Extend the comments about Mount St. Helens below by writing what would follow their final sentence.

* Page text
— Start —

This video gave me chills. I grew up in WA State and was in Eastern WA when Mt. Saint Helens erupted. It was scary. You couldn't even see your hand in front of your face because the ash was so thick. And back then there was no 24/7 cable news to find out what was happening. It was like the end of the world happened. When the ash started creeping into the house we all ended up in my Grand Fathers small underground wine cellar with a hand held radio trying to get a signal enough to find out what was happening. It was a week and a half later before we dug the car out of the ash and was able to slowly drive with very little visibility out of Easter WA. It was releif when we finally got out of there and onto the other side of the mountains. The air in Seattle was still really ashy but I remember seeing a ray of sunshine trying to Break through and you could at least see 20 feet in front of you. I have never under estimated that mountain since & always get a bad feeling when near it to this day. The landscape is nothing as it was but at least trees started growing again. It's not a Baren waste land as it was for many years after the volcano. Like I said in the beginning, I was getting chills watching you in this video just knowing what happened and what still can happen at anytime. Mt. Saint Helens and Mt. Rainier that was showing behind you in the video are both Ticking time bombs & someday it one of the two will blow again. I know this video is old but Thanks for sharing.
Most of my family has lived in Washington State since my great grandparents settled there in the late 1800's generations. Some of them lived in towns where everyone got snow shovels and dug out the ash like it was snow, really heavy snow.
Because they keep track of what you like to watch, and recommend something around that same topic. Keep tabs on what you watch and you'll see what I'm talkin about.
Today is 7 Feb. 2021, I am 78 and what a wonderful way to see Mt. St. Helens, letting a young man do all the climbing for me.. Sights I would never see in any other way. Thank you so much.

— End —

* Raw data
— Start —

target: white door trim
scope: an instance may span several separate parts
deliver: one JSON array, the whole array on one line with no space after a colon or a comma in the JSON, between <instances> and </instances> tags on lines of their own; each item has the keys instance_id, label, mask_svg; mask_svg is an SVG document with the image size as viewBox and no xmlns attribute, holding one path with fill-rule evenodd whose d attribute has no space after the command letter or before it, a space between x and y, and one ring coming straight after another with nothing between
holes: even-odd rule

— End —

* Final result
I lived in Gresham OR when it blew. What a mess. I breathed in too much ash even though I tried to protect myself and husband and kids. I'm 72 now with severe problems with my lungs. I've been told that a lot of the problem was the ash. I have several books about the explosion and they tell the whole story in pictures. And I will always say "God bless you, Harry Truman". What a story he lived.
I live there now and I’m 24 just trying to picture this whole thing what was it like here? Grey ash everywhere I imagine but genuinely just wanting to learn more if you mind sharing.
Thank you for doing this. I am getting on in years and would never be able to make the climb to see it now. I was 35 when the eruption happened. It was a huge HUGE event, that captured the nation's attention for weeks.
@@Rokynutz thats so obviously a bulldozer, it has a winch not a claw, the blade is right there, and look at the picture at 6:51 and tell me tha thats not a dozer. The cabs being identical doesn't mean anything if they are both cats.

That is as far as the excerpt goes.